## Brief
Starting with the line that holds "post, shaped like this sample", copy out each remaining line of the listing below, up to and including the last one, and include nothing else.

*** Opening of Records provided ***

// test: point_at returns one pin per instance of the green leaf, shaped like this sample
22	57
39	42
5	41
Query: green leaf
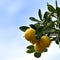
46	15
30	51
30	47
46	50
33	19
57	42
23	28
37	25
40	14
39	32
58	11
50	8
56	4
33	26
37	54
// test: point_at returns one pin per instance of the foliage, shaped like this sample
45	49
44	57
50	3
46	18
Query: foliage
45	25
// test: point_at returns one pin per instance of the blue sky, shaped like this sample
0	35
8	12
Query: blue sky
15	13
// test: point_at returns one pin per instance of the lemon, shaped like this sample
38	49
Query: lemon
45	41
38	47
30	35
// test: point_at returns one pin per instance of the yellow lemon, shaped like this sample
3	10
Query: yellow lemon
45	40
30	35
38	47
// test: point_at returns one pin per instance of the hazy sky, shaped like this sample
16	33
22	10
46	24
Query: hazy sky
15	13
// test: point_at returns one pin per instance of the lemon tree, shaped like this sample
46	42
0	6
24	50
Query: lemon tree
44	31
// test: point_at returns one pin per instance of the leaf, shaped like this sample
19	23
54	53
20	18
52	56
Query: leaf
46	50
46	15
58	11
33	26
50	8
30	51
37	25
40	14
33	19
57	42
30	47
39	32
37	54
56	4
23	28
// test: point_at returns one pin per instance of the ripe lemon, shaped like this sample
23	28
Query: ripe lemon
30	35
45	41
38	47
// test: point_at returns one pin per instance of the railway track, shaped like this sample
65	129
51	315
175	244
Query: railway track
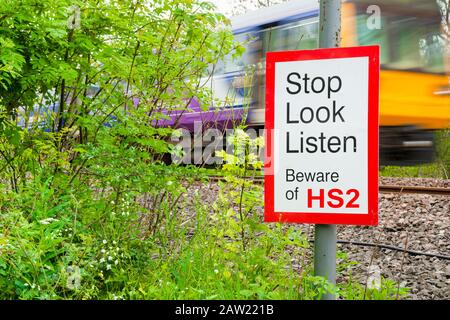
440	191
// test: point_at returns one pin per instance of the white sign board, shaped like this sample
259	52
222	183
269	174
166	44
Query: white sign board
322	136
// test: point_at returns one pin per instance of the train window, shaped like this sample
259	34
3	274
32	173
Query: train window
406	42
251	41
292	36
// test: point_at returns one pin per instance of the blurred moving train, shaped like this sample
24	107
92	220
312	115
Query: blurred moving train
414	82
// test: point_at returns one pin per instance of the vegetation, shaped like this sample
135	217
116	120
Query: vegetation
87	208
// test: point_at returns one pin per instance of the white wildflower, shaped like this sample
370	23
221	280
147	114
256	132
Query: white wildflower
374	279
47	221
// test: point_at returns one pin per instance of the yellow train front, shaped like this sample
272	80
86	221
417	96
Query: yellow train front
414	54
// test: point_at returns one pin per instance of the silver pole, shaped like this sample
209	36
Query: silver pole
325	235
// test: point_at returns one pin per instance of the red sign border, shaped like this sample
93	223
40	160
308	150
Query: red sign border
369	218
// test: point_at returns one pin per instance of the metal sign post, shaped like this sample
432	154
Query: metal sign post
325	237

*** Close of Records provided ***

## Answer to the problem
// test: point_at returns one pin per instance of the metal sign post, shaped like this sample
432	154
Query: metal sign post
325	237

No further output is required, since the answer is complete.